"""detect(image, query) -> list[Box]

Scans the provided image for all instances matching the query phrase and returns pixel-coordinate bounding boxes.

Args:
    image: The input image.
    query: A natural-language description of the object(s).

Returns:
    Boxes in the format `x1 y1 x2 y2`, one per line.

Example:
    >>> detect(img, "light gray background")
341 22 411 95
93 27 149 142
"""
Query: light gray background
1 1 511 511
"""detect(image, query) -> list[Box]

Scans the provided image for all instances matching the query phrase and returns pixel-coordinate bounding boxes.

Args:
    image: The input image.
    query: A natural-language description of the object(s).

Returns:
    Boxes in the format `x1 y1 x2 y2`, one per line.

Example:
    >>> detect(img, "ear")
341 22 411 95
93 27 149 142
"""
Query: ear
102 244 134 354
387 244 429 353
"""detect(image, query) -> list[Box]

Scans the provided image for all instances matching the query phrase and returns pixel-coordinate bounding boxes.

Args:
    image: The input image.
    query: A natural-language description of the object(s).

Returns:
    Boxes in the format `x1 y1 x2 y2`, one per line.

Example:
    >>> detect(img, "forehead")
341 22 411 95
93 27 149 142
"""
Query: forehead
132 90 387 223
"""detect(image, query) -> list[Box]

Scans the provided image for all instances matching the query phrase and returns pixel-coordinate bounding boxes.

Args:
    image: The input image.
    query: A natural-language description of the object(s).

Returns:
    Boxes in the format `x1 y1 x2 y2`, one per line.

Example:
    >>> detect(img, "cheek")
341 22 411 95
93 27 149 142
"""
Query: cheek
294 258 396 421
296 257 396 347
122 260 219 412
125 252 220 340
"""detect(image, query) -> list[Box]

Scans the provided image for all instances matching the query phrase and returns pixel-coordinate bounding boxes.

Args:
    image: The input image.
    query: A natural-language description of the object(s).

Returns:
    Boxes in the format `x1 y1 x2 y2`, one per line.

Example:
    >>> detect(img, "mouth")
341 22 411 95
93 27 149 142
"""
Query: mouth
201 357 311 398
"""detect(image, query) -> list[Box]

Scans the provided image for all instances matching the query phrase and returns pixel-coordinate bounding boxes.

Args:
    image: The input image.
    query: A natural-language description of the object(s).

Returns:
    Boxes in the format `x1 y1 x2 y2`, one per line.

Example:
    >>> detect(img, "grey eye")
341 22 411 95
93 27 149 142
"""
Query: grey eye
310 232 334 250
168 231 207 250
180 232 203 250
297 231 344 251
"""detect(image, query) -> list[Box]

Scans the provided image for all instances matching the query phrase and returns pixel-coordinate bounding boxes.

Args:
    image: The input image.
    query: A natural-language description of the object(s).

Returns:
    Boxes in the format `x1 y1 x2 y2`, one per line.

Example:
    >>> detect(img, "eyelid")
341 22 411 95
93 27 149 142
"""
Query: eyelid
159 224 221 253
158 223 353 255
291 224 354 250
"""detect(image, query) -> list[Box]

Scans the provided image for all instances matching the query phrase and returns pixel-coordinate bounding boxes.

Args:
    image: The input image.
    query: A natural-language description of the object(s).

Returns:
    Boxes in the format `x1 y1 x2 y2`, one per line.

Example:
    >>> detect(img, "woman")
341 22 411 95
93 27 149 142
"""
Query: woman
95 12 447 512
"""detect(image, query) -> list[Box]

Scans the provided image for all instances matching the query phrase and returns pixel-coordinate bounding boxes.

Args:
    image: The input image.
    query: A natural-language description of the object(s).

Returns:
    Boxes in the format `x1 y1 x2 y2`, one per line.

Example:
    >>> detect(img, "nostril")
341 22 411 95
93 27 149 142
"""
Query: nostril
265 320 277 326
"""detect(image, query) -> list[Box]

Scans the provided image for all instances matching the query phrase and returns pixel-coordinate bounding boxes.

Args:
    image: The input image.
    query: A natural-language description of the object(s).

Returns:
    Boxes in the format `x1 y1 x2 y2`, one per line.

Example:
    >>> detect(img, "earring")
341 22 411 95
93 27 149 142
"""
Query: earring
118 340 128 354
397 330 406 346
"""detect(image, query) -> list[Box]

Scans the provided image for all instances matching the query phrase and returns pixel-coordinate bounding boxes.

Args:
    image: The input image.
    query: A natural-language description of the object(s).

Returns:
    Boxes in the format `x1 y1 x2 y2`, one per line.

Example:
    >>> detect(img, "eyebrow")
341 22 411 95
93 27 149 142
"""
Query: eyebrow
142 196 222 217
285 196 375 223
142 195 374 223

---+---

◆ **Activity**
Nothing may change. Retype all of the entries.

◆ **Response to this task**
"""detect(image, query) -> list[Box]

Scans the provided image for all instances matching the query phrase and returns pixel-coordinate bounding boxes.

Args:
    image: The input image.
    query: A natural-language description of the object(s).

Returns:
    Boxes in the format `x1 y1 x2 y2`, one per line.

Example:
    >>> detect(img, "light gray background")
341 22 411 95
93 27 149 142
"""
Query: light gray background
1 1 511 511
"""detect(image, query) -> list[Box]

Scans the provided image for all instances matching the query phrase and returns pixel-coordinate bounding boxes.

Args:
    image: The input image.
    query: A natural-language description of the object(s).

Returns:
    Boxes in the format `x1 y1 x2 y2`, one per line.

Example:
    >>> detect(img, "ear")
341 22 411 95
93 27 149 142
"""
Query: ear
102 244 134 354
387 244 429 353
"""detect(image, query) -> list[Box]

Scans the provided image for all instances matching the query phrase and returns pixel-coordinate bounding boxes.

Args:
    image: The input image.
    query: A natural-language description of the object(s).

Returns:
    Boxes in the format `x1 y1 x2 y2`, one per line.

Example:
    >>> detect(img, "forehead")
341 22 411 95
93 27 149 142
"""
Query: forehead
132 90 387 223
"""detect(image, query) -> list[Box]

Scans the provided image for all instances matching the query phrase and returns pixel-coordinate bounding boxes.

Args:
    image: The input image.
    query: A natural-language description of the object(s).

Returns:
    Boxes in the format `x1 y1 x2 y2`, one per line.

Example:
    >>> detect(img, "cheek")
341 22 411 95
93 27 149 142
"""
Query: cheek
294 258 396 421
296 257 396 347
122 260 219 412
125 252 220 340
"""detect(image, query) -> list[Box]

Scans the provided image for all instances matching the query phrase and returns pixel-coordinate bounding boxes.

Args:
    image: The input image.
    query: A natural-language description of the object(s).

Returns:
    Boxes in the format `x1 y1 x2 y2`, one per line.

Example:
    >>> detect(img, "mouth")
341 22 411 95
93 27 149 142
"""
Query: mouth
201 357 311 398
"""detect(image, query) -> list[Box]

Scans the provided image for all instances matching the query phrase and returns pixel-coordinate bounding boxes.

Args:
    image: The input image.
    query: A natural-language description of the object(s).

Returns:
    Boxes in the format `x1 y1 x2 y2`, one per line.

Example:
    >>> detect(img, "grey eye")
341 22 411 95
93 27 149 142
"""
Query: grey eye
310 232 334 250
168 231 207 250
180 232 203 250
297 231 344 251
"""detect(image, query) -> list[Box]

Scans the provided image for all instances matching the query phrase and returns pixel-coordinate bounding boxes.

Args:
    image: The input image.
    query: A natural-language description of the object(s).

Returns:
    Boxes in the format `x1 y1 x2 y2`, one per line.

Example:
    >>> detect(img, "eyelid")
341 22 411 95
93 27 149 142
"""
Query: eyelid
159 224 221 253
158 223 353 255
291 224 354 250
"""detect(image, query) -> list[Box]

Scans the provided image for all instances matching the query phrase and returns pixel-coordinate bounding boxes.

Args:
    image: The input image.
    query: A natural-language description of the object(s).

Returns:
    Boxes in the format `x1 y1 x2 y2`, one per line.

Example:
    >>> detect(img, "woman")
341 22 411 95
93 27 149 142
"""
Query: woman
95 12 447 512
"""detect(image, query) -> list[Box]

Scans the provided image for all instances matching the query phrase and returns pixel-coordinate bounding boxes.

Args:
    image: The input image.
    query: A natural-language description of the object(s).

Returns:
    Boxes in the format `x1 y1 x2 y2`, one per line.

Example:
    >>> detect(img, "nostril")
341 22 411 95
93 27 149 142
"""
Query: nostril
265 320 277 326
"""detect(image, query) -> list[Box]

Scans the provided image for all instances matching the query phrase and returns pixel-coordinate bounding boxes.

Args:
    image: The input image.
    query: A natural-language description of the object(s).

Returns:
    Boxes in the format `x1 y1 x2 y2`, one per line.

Example:
    >>> detect(img, "earring")
341 22 411 95
93 27 149 142
"""
Query: earring
118 340 128 354
397 330 406 346
"""detect(image, query) -> list[Box]

Scans the provided image for all instances matching the query phrase and returns pixel-coordinate bounding boxes.

Args:
    image: The input image.
    query: A natural-language description of the object(s).

Returns:
    Boxes in the format `x1 y1 x2 y2`, one per line.

Example:
    >>> detect(img, "eyebrow")
341 22 411 95
93 27 149 142
"""
Query: eyebrow
142 196 222 217
285 196 375 223
142 195 374 223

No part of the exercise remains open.